**Given problem**
Turn the part of the items that opens with the line containing "Can you find the blue glass" and closes with the line containing "point(200, 364)" into a JSON list of strings, one string per line, with blank lines dropped. Leave the pictures out of your answer.

**** Given information ****

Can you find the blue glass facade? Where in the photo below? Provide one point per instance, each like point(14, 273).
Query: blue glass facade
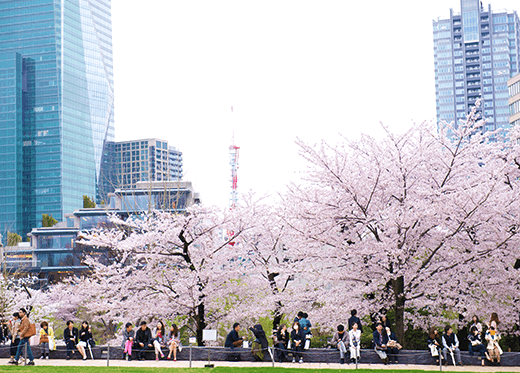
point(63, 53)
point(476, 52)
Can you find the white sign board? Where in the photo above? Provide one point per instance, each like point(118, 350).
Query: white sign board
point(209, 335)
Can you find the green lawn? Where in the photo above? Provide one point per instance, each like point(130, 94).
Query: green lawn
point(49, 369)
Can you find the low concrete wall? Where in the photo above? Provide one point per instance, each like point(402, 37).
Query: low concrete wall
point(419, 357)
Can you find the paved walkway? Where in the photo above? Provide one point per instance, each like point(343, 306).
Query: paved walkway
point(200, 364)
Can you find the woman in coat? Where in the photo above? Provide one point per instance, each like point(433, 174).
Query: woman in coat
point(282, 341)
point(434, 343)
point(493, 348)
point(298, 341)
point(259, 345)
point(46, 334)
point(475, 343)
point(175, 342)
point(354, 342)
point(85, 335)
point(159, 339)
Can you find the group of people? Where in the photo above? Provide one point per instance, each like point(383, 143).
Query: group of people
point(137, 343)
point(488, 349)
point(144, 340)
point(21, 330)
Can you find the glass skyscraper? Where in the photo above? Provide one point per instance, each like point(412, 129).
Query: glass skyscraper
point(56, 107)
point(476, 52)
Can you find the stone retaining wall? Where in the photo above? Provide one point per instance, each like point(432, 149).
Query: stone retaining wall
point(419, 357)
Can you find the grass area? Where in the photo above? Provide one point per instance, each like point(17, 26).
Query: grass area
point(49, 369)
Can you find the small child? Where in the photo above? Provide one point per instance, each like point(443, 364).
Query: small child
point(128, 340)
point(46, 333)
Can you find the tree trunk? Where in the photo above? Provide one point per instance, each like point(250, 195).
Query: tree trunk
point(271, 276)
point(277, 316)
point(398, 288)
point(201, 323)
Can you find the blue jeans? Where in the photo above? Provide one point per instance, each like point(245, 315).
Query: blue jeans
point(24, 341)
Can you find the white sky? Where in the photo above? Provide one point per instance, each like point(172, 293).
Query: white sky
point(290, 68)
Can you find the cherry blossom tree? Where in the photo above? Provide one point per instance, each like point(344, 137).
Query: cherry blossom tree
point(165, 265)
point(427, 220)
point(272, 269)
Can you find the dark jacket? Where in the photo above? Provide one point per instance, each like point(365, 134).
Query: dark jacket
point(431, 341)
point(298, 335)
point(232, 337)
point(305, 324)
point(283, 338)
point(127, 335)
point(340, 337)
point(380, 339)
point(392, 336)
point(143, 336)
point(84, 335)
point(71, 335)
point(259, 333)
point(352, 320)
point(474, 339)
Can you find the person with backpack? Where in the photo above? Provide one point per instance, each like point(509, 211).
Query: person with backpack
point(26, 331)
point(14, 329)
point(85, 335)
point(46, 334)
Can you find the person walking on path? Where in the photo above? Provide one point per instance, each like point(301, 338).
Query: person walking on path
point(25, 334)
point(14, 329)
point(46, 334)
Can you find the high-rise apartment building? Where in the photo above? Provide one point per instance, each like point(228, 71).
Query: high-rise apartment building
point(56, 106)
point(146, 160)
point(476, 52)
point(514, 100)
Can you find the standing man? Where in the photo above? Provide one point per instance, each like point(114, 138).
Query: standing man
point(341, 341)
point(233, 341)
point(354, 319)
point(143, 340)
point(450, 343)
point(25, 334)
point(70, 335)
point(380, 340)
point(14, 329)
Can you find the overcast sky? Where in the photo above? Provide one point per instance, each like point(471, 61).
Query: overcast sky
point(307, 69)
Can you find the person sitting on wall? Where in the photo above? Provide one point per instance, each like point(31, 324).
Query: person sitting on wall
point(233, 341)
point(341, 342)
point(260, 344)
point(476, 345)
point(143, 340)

****
**** Given information ****

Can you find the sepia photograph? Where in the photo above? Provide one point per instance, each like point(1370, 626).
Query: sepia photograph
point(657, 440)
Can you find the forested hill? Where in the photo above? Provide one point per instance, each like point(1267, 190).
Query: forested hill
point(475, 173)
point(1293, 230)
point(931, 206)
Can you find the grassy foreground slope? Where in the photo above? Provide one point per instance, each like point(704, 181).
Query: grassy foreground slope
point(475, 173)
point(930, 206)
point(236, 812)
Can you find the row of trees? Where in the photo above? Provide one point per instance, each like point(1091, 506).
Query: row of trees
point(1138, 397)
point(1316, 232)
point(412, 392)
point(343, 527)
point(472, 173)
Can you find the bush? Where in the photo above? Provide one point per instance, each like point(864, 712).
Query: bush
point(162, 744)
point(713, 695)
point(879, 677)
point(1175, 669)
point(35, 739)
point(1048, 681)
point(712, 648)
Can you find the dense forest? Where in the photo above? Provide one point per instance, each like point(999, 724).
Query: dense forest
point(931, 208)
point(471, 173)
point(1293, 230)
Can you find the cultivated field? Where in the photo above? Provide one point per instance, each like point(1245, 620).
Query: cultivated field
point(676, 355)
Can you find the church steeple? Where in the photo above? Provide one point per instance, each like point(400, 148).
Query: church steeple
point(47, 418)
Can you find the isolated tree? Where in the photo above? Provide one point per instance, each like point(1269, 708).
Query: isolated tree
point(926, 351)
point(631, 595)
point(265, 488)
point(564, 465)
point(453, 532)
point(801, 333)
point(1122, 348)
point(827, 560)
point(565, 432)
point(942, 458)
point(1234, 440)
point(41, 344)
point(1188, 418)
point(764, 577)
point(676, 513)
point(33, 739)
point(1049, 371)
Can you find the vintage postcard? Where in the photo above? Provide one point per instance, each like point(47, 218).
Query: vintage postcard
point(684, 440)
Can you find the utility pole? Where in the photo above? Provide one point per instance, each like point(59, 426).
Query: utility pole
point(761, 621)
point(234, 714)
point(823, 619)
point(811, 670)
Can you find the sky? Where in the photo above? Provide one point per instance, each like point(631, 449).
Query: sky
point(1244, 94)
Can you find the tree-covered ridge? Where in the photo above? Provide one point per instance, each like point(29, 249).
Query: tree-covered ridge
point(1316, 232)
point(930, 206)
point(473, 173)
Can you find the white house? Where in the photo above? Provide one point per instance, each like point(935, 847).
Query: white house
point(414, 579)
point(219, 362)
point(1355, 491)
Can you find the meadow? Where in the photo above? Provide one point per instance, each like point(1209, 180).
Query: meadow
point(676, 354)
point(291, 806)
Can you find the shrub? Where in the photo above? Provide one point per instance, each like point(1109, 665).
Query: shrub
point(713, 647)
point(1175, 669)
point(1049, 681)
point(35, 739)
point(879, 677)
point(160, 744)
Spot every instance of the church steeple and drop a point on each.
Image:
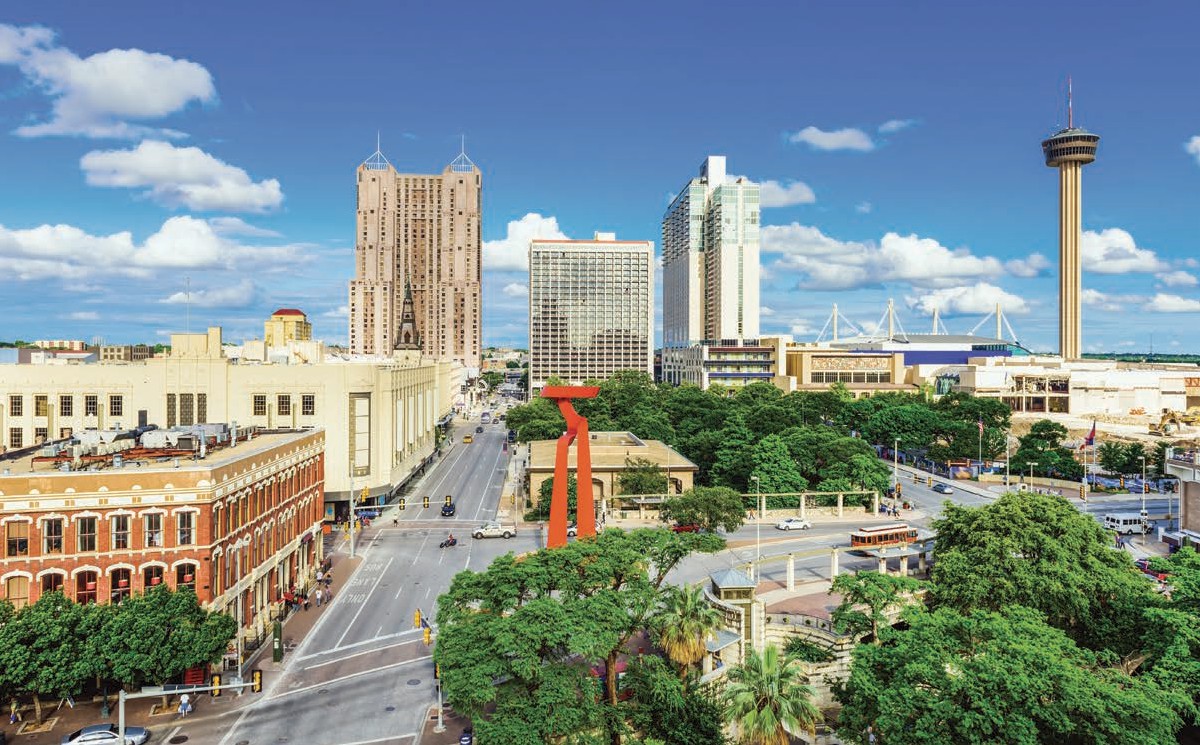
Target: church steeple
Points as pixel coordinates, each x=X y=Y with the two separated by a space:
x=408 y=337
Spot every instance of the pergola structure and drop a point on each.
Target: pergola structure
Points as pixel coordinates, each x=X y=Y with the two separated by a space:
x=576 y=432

****

**Correct output**
[
  "Can you find the blue glass facade? Where in the photo below? Provide one point per instance, each like point(14, 273).",
  "Query: blue glass facade",
  "point(63, 53)",
  "point(476, 52)",
  "Can you find the white sign board? Where in the photo above? Provide one point per instance, each like point(118, 350).",
  "Query: white sign board",
  "point(209, 335)",
  "Can you find the green lawn? Where in the photo above? Provide one point per instance, each like point(130, 94).",
  "Query: green lawn",
  "point(49, 369)",
  "Can you find the low concrete wall? Where in the photo above? Provide one point per instance, each like point(402, 37).",
  "Query: low concrete wall",
  "point(419, 357)",
  "Can you find the paved walkway? Where in the photo above? Provide one point per instance, each like point(343, 306).",
  "Query: paved walkway",
  "point(200, 364)"
]